● **Given task**: Count the lines in the entries below that contain the string "with", treating uppercase and lowercase as distinct. Give only the number.
• • •
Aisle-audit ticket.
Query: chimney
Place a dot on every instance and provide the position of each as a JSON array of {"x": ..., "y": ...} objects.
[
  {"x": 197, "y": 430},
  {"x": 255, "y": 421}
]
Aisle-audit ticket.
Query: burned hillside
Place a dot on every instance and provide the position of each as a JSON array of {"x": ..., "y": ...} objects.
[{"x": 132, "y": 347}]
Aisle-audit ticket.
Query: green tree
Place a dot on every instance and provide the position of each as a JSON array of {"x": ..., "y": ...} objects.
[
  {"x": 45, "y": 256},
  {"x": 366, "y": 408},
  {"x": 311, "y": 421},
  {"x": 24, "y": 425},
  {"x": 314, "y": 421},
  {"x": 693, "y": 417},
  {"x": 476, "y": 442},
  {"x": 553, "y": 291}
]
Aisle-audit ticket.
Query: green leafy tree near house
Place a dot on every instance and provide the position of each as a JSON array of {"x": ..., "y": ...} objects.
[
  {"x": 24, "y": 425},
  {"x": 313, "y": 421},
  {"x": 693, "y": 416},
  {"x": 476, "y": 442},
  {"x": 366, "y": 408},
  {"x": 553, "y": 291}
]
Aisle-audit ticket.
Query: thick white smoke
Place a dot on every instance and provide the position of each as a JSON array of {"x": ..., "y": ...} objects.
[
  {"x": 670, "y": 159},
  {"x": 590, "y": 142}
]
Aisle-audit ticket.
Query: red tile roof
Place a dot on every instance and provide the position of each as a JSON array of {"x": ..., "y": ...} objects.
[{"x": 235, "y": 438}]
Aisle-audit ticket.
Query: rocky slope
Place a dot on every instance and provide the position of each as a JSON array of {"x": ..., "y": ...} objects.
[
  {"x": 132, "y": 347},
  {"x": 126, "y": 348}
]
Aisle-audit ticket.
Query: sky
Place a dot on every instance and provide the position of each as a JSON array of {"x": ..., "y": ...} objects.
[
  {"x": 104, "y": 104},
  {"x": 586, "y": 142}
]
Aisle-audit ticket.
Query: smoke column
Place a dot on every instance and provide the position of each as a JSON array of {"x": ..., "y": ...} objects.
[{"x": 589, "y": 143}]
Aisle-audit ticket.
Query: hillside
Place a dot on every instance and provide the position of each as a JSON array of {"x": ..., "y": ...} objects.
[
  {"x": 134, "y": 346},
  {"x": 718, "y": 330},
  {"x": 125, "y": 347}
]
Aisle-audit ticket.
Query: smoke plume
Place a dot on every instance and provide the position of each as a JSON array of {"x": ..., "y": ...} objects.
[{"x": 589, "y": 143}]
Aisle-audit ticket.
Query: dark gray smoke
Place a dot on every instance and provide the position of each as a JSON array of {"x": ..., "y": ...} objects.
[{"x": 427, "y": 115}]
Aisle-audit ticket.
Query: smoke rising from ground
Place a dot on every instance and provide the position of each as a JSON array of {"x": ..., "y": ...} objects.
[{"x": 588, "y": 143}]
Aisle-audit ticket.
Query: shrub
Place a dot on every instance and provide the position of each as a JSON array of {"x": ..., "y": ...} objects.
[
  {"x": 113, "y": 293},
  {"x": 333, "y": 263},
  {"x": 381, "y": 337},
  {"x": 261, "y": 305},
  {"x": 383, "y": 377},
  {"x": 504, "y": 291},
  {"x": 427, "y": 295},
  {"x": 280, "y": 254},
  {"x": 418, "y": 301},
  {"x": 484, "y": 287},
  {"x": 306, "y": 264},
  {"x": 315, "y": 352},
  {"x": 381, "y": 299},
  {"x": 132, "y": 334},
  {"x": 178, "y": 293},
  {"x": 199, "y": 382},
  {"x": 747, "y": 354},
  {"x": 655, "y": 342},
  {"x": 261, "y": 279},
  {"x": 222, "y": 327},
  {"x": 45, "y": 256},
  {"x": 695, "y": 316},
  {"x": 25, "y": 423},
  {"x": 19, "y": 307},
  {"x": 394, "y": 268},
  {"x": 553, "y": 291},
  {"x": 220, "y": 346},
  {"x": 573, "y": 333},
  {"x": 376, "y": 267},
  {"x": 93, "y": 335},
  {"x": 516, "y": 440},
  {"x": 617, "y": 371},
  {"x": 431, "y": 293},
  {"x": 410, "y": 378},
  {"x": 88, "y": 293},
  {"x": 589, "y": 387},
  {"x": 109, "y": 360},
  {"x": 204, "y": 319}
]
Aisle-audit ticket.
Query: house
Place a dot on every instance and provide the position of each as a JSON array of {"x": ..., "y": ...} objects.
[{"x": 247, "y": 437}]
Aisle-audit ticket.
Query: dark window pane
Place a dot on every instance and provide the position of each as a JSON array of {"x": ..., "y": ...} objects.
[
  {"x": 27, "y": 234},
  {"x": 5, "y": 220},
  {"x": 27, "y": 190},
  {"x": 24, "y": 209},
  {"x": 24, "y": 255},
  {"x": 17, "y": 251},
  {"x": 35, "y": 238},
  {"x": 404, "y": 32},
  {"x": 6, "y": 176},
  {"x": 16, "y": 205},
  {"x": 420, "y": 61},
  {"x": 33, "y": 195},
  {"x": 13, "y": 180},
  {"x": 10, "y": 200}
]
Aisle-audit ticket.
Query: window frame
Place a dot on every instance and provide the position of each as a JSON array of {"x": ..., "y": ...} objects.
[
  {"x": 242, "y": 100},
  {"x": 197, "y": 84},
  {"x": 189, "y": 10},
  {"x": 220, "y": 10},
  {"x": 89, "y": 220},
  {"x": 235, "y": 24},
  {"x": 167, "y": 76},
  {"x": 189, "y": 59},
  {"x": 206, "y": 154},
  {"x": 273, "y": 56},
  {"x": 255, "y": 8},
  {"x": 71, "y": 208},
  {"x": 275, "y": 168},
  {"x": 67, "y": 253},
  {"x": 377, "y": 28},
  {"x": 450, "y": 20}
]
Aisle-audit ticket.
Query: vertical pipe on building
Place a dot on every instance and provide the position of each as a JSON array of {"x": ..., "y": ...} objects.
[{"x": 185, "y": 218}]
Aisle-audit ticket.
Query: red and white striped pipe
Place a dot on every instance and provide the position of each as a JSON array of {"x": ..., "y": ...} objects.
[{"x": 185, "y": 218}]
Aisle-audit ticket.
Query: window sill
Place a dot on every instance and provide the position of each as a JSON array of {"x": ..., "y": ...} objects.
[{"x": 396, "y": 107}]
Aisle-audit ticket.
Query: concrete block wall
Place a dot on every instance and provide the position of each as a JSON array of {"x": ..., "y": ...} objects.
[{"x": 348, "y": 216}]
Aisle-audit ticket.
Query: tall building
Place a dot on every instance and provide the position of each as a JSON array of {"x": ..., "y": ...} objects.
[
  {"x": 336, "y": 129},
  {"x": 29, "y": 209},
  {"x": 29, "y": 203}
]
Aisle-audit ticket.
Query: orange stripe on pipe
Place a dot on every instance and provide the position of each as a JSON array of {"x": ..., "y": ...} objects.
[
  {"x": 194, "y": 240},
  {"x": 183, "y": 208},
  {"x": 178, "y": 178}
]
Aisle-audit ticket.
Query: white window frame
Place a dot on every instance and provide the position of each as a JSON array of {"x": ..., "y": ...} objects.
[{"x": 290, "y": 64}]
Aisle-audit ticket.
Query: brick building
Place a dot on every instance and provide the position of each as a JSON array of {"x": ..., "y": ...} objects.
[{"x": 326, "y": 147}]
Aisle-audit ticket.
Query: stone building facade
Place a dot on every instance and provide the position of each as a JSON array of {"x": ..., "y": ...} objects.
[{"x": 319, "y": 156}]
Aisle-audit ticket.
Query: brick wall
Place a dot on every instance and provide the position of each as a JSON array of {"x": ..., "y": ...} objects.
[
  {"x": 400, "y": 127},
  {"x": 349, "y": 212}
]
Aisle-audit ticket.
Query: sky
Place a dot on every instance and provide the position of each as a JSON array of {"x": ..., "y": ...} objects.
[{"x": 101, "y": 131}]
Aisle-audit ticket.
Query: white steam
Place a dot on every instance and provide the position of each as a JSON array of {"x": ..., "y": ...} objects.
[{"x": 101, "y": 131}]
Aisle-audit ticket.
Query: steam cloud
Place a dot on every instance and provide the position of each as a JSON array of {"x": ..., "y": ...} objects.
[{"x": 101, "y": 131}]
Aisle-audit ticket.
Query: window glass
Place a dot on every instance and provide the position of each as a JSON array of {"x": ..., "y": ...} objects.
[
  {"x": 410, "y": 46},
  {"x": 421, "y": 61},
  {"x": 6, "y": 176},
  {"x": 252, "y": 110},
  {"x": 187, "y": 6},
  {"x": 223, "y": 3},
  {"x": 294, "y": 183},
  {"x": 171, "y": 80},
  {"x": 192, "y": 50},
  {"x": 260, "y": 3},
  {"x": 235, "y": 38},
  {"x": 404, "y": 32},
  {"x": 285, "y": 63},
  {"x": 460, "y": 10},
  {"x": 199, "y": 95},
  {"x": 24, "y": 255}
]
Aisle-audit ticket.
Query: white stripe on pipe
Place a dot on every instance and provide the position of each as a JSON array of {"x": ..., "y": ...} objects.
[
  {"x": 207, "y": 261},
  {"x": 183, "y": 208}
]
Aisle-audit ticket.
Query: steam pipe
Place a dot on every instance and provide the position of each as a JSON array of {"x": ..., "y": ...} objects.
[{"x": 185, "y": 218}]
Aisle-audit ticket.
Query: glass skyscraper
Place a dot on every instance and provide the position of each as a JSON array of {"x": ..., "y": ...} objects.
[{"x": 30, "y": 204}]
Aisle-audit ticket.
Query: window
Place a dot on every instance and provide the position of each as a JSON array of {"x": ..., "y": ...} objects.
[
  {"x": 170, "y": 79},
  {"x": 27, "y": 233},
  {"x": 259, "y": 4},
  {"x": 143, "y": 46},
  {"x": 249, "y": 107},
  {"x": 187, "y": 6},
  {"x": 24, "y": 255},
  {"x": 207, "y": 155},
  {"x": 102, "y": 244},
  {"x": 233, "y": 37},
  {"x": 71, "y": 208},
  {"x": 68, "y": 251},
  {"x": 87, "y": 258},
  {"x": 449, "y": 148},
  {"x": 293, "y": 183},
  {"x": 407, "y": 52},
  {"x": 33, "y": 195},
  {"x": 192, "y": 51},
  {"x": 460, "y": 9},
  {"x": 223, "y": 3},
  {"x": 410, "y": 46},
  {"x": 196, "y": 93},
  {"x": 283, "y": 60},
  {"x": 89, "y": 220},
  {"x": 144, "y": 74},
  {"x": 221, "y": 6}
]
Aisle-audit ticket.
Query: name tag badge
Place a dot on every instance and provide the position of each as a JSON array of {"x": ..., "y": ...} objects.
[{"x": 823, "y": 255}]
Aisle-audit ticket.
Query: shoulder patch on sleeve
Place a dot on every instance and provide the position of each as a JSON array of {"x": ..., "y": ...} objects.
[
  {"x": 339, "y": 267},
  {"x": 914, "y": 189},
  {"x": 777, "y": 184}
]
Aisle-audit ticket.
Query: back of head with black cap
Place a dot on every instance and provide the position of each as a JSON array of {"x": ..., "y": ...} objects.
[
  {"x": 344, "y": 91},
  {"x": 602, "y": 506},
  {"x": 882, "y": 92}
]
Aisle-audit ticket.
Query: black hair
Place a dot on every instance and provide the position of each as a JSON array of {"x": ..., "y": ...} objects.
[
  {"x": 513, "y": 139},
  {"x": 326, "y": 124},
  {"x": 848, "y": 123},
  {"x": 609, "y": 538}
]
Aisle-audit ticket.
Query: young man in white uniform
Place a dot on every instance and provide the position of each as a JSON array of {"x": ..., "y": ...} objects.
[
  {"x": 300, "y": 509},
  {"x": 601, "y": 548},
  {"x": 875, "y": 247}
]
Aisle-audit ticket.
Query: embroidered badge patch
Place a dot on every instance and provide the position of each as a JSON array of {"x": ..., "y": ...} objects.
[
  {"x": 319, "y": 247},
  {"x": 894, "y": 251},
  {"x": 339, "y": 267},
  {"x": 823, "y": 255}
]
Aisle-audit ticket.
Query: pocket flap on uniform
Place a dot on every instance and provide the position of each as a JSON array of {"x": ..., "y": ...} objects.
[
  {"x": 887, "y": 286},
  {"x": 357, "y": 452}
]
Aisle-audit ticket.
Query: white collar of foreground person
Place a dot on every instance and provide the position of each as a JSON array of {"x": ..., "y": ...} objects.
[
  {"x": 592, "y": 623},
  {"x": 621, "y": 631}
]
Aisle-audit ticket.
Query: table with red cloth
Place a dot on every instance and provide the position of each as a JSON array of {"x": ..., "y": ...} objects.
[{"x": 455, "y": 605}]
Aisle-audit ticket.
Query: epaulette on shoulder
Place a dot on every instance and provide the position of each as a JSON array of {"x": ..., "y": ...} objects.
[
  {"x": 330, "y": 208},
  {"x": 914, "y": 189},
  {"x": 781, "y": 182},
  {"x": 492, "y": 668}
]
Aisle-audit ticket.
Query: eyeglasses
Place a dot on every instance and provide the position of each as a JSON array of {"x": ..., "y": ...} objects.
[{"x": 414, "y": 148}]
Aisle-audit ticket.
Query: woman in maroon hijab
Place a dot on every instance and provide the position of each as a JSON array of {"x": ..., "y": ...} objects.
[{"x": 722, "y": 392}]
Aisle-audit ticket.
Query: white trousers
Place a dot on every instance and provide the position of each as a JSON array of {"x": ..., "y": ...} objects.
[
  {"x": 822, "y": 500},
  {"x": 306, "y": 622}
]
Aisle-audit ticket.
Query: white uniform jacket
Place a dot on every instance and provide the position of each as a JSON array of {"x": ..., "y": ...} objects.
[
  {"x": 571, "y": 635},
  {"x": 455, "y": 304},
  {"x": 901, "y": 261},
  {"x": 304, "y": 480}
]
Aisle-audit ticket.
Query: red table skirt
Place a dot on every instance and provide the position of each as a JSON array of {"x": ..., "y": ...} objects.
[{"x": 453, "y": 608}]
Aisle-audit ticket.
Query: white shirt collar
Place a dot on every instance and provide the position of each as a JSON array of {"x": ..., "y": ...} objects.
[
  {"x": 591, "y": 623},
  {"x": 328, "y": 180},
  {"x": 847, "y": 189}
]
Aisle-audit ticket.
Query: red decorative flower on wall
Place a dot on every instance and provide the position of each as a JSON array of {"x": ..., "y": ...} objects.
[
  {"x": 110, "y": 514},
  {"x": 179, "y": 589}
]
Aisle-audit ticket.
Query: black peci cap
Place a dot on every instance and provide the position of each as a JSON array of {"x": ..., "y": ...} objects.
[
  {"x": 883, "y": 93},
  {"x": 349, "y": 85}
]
• • •
● **Final answer**: 2